**WHAT YOU HAVE TO DO**
All of the records below need to be copied exactly.

--- start of EXERCISE INPUTS ---

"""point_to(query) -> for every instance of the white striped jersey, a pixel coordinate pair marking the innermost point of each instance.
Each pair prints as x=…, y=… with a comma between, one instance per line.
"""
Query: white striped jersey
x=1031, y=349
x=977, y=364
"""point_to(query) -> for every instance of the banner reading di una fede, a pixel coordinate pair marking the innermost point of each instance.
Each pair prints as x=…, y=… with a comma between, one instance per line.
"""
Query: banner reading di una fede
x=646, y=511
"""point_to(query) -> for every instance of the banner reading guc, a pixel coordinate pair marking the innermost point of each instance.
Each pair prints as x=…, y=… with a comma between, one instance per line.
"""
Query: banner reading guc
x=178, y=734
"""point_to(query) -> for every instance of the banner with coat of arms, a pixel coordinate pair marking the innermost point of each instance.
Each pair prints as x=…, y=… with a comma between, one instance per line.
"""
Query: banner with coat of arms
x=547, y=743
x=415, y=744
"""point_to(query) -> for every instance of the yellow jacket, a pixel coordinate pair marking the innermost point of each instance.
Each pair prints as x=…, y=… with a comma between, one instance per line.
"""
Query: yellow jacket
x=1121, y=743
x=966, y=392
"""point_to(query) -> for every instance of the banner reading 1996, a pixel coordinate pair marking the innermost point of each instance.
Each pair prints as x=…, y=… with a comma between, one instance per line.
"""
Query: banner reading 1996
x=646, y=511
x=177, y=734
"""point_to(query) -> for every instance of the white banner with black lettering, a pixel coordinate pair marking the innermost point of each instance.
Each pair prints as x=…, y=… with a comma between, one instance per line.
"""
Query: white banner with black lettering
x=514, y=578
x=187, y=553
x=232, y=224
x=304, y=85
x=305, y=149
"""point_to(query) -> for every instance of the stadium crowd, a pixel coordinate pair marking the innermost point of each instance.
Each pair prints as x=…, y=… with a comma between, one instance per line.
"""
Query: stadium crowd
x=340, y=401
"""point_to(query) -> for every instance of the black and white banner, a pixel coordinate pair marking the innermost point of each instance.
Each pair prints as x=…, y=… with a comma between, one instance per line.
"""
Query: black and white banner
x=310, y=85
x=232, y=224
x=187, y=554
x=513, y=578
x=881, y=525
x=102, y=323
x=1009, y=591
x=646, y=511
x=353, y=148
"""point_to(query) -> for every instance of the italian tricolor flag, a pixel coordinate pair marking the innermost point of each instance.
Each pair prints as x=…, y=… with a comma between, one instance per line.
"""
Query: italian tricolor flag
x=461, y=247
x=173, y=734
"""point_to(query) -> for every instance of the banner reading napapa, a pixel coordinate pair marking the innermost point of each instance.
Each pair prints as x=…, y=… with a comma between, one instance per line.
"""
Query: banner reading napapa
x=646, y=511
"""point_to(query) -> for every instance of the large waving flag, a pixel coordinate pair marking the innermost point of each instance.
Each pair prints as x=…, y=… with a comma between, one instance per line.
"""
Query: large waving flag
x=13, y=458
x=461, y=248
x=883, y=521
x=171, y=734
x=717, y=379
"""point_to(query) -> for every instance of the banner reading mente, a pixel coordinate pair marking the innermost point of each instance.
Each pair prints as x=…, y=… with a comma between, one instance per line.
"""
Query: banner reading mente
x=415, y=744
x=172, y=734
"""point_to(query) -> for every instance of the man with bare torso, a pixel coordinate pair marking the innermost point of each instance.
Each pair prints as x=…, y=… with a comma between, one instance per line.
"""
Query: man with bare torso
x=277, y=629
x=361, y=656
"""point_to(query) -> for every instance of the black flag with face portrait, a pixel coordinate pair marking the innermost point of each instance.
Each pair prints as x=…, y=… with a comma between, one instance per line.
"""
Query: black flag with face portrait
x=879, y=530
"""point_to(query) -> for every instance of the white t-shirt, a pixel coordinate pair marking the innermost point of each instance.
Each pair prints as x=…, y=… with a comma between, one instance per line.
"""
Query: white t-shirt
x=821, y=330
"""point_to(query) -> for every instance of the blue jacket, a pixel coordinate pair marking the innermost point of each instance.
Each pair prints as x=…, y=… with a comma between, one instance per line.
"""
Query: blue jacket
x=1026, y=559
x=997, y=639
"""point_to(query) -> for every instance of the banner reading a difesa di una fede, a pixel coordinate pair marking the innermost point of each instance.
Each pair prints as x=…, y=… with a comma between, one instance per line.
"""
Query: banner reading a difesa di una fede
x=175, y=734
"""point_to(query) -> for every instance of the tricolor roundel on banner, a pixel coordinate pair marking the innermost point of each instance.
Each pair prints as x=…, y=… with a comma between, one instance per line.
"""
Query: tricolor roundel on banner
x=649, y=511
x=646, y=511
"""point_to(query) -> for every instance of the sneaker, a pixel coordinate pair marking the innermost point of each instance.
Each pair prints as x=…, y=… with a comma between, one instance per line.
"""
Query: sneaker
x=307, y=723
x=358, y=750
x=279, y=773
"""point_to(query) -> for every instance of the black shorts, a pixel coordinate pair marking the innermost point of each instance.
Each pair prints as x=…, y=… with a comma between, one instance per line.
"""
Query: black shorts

--- end of EXERCISE INPUTS ---

**OUTPUT OF THE EXERCISE**
"""point_to(query) -> for every instance of the white striped jersey, a pixel coordinate pair marking the innermost point of each instance.
Each pair prints as x=…, y=… with a comma between, one instance per line.
"""
Query: white striped jersey
x=1031, y=349
x=977, y=364
"""point_to(query) -> for every instance of the banner reading di una fede, a pixel coordinate pair marking the innermost point of each instance.
Each pair prints as x=…, y=… with a comma between, one instance per line.
"""
Query: banner reading di una fede
x=646, y=511
"""point_to(query) -> for every instance of the banner reading guc, a pixel coordinate pair marking the innermost point of each instance.
Each pair prints as x=…, y=… with a comma between, one instance per line.
"""
Query: banner reading guc
x=178, y=734
"""point_to(query) -> for every instance of the banner with coat of arms, a pixel coordinate pair marking the innermost point of each instance.
Each pair prints as x=…, y=… with a comma between, one instance per line.
"""
Query: banner with coat of arms
x=547, y=743
x=415, y=744
"""point_to(query) -> for every instance of the yellow jacket, a pixel coordinate pair marking the innermost point of each instance.
Each pair prints as x=…, y=… with a comma between, one instance per line.
"""
Query: yellow jacket
x=1121, y=743
x=966, y=392
"""point_to(query) -> for every instance of the banner reading 1996, a pixel coordinate pair marking the innermost point of each instance.
Each pair prints as x=…, y=… with a comma between, one instance per line.
"""
Query: banner reading 1996
x=646, y=511
x=177, y=734
"""point_to(query) -> for every instance of the white banner with black lettering, a pixel coordinate pair marking the innermost point of each instance.
Each pair prints as x=…, y=… with a comma between, one instance per line.
"""
Query: white banner with black lettering
x=514, y=578
x=187, y=553
x=232, y=224
x=304, y=85
x=305, y=149
"""point_to(query) -> for every instance of the stadium crowd, a pixel coordinate pair marking the innermost point of each instance.
Each pair prints as x=…, y=… with a comma between, one instance per line.
"""
Query: stadium crowd
x=340, y=401
"""point_to(query) -> for every instance of the black and white banner, a pixel coordinate pair marking the innermost point of each instance.
Each pair prints as x=…, y=… with a comma between, one instance per line.
"""
Query: black and white banner
x=310, y=85
x=232, y=224
x=187, y=554
x=513, y=578
x=881, y=525
x=102, y=323
x=1009, y=591
x=646, y=511
x=353, y=148
"""point_to(query) -> for every instance of the italian tricolor flag, a pixel coordinate pair marking the innermost point of each instance.
Each pair prints as x=…, y=… with a comma between, one instance per line.
"""
Query: italian tricolor flag
x=461, y=247
x=173, y=734
"""point_to(query) -> for every instance of the banner reading napapa, a pixel coordinate pair marking the innermost point of each instance.
Each pair prints as x=…, y=… with a comma between, one instance per line.
"""
Query: banner reading napapa
x=646, y=511
"""point_to(query) -> for every instance of the large waving flag, a pixel coordinate pair marking the innermost point of each instance.
Each pair prints as x=…, y=… with a comma between, one instance per line.
"""
Query: large waving flag
x=13, y=458
x=461, y=248
x=883, y=521
x=171, y=734
x=717, y=379
"""point_to(query) -> for every instance of the banner reading mente, a pixel coordinate pair marking the innermost point of each instance.
Each pair prints as x=…, y=… with a comma between, one instance per line.
"""
Query: banner reading mente
x=415, y=744
x=172, y=734
"""point_to(query) -> for every instance of the man with bare torso, a pixel coordinate pair marking the innermost point of each instance.
Each pair prints as x=…, y=… with a comma between, one instance per line.
"""
Query: man with bare torso
x=277, y=629
x=361, y=656
"""point_to(query) -> for every instance of the black flag with face portrait, a pixel coordinate pair marking the innermost point of each instance.
Each pair prints as x=…, y=… with a comma between, one instance per line.
"""
Query: black flag with face portrait
x=879, y=530
"""point_to(query) -> for every instance of the white t-shirt, a pixel coordinate pair marking the innermost point of each instance.
Each pair prints as x=…, y=… with a comma between, one instance per line.
"""
Query: white t-shirt
x=821, y=330
"""point_to(query) -> for every instance of the blue jacket, a pixel coordinate pair marking the innermost point of each instance.
Each pair prints as x=…, y=… with a comma between, one instance per line.
"""
Query: blue jacket
x=1026, y=559
x=997, y=639
"""point_to(query) -> for every instance of the banner reading a difesa di una fede, a pixel coordinate pair marking the innermost point of each instance.
Each pair prints as x=…, y=… with a comma between, one instance per line.
"""
Query: banner reading a difesa di una fede
x=175, y=734
"""point_to(query) -> for every instance of the tricolor roundel on banner, a pixel coordinate pair marking the innermost point of each instance.
Each pair prints as x=…, y=… with a comma between, one instance per line.
"""
Query: tricolor roundel on banner
x=649, y=511
x=646, y=511
"""point_to(query) -> for every instance of the sneaker, a pixel coordinate pair marking the innermost point of each instance.
Each pair prints as x=…, y=… with a comma between, one instance per line.
"""
Query: sneaker
x=307, y=723
x=358, y=750
x=279, y=773
"""point_to(query) -> for every instance of the black shorts, a pixel coordinate pair marking the innermost point of each instance.
Each pair prints as x=…, y=… with a comma between, one instance per line.
"""
Query: black shorts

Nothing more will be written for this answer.